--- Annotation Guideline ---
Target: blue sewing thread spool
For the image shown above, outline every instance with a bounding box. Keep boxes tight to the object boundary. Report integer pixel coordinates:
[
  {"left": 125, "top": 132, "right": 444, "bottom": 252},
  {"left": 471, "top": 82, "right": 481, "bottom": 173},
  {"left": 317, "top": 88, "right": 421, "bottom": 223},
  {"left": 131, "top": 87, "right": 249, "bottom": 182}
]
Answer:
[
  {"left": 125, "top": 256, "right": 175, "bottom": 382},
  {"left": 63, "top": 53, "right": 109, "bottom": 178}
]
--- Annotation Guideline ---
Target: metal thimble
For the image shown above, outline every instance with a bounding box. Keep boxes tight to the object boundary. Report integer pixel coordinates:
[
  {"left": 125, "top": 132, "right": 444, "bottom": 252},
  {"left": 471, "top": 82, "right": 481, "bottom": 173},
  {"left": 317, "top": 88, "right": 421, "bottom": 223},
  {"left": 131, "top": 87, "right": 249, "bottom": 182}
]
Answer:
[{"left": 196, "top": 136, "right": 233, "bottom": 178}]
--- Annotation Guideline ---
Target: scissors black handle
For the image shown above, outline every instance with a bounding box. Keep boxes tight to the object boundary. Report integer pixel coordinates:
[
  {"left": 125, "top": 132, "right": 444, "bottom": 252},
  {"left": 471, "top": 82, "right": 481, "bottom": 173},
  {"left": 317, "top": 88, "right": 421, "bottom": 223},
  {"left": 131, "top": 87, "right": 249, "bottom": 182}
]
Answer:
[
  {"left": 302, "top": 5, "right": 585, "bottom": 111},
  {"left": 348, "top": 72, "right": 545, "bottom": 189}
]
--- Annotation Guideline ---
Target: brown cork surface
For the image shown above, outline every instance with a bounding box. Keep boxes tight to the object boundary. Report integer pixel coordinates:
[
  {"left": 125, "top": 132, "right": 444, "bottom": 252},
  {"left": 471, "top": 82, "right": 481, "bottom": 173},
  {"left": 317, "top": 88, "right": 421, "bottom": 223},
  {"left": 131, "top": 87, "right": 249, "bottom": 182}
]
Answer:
================
Read through the data and copy every line where "Target" shows up.

Target: blue sewing thread spool
Target: metal thimble
Target: scissors black handle
Target: brown cork surface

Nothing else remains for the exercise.